» Given data
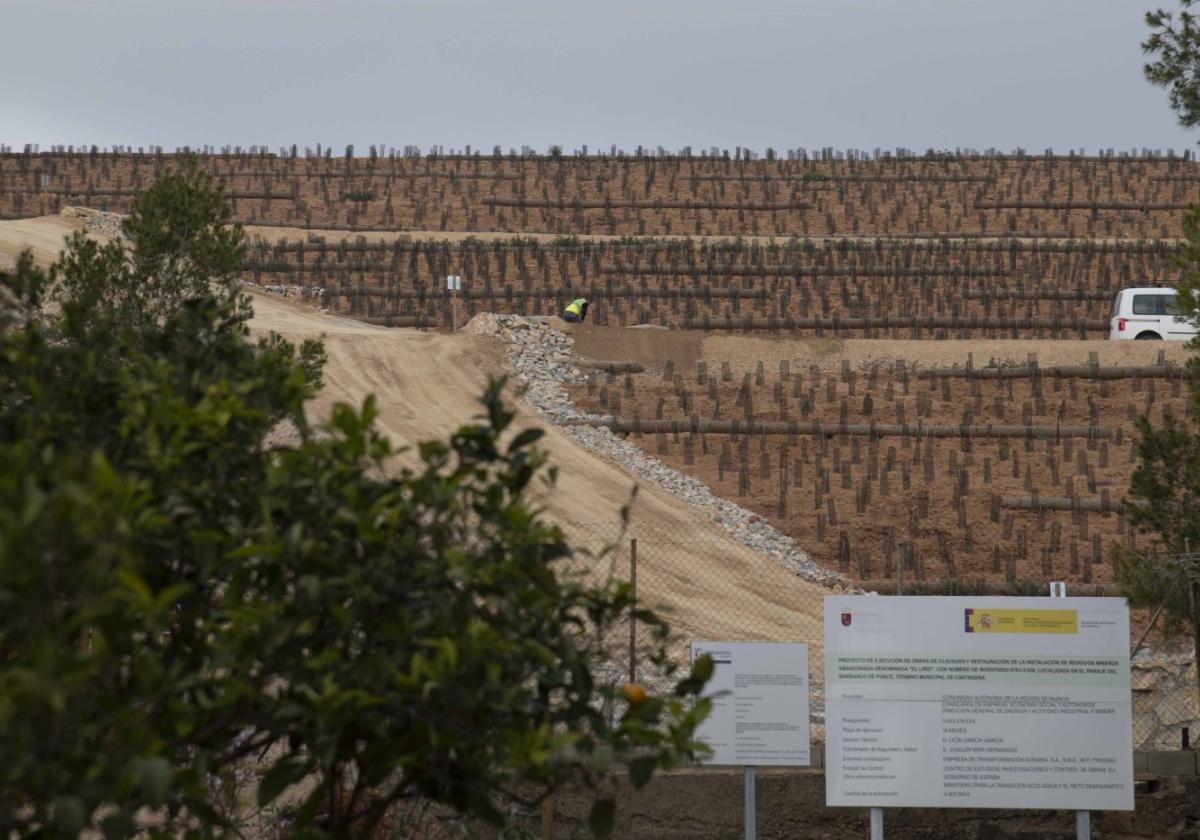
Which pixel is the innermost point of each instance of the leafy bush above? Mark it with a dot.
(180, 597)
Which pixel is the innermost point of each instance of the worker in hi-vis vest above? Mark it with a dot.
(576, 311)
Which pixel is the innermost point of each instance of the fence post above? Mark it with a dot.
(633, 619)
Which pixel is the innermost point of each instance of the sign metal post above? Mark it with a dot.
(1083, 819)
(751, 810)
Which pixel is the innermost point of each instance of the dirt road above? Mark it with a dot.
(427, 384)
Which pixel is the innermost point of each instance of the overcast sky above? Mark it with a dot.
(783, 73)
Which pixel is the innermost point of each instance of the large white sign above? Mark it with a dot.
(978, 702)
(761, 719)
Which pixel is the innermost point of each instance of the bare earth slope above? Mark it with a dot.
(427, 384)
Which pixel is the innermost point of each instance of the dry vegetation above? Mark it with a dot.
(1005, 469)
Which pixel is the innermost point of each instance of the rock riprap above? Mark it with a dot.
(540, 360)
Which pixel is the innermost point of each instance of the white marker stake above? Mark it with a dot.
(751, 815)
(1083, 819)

» Required task
Rewrite all entries above, swapping "innermost point" for "deepest interior point" and keeping every other character the same. Omit the pictures.

» Right answer
Which pixel is the deepest interior point of each instance of the leafy bush above? Mark it with a dot.
(180, 597)
Which pixel is the deepest interior point of each instance of the worker in hi-vis vest above? Mark it with a dot.
(576, 311)
Which pixel is the deepest interior point of each instance of the fence post above? Mark it with a dot.
(633, 619)
Which pixel is the deepest interior point of each instance of the sign metal post above? Mark it with a dot.
(1083, 819)
(751, 810)
Which pixel is the deepest interior point of each instance of the dirt road above? Mark it with a dot.
(427, 384)
Which pixel is the deepest interior point of each instance of the overcast sky above? Mark it with a dot.
(783, 73)
Which pixel is the deepest interior point of each instance of the large white sign above? Mark it with a dot.
(978, 702)
(761, 719)
Which pixel is the deepest interior point of each instance of the bare earth slope above? Mark it with a dot.
(427, 384)
Which pixel is the deepest interior point of each instance of the dry vegetation above? Mark it with a dot.
(1005, 469)
Which pixel is the deepest interior point of each instance of the rock riprap above? Mark it with a dot.
(540, 360)
Which pixel is the deepest interior point of each instance of the white marker stake above? Mark it with a dot.
(751, 815)
(1083, 819)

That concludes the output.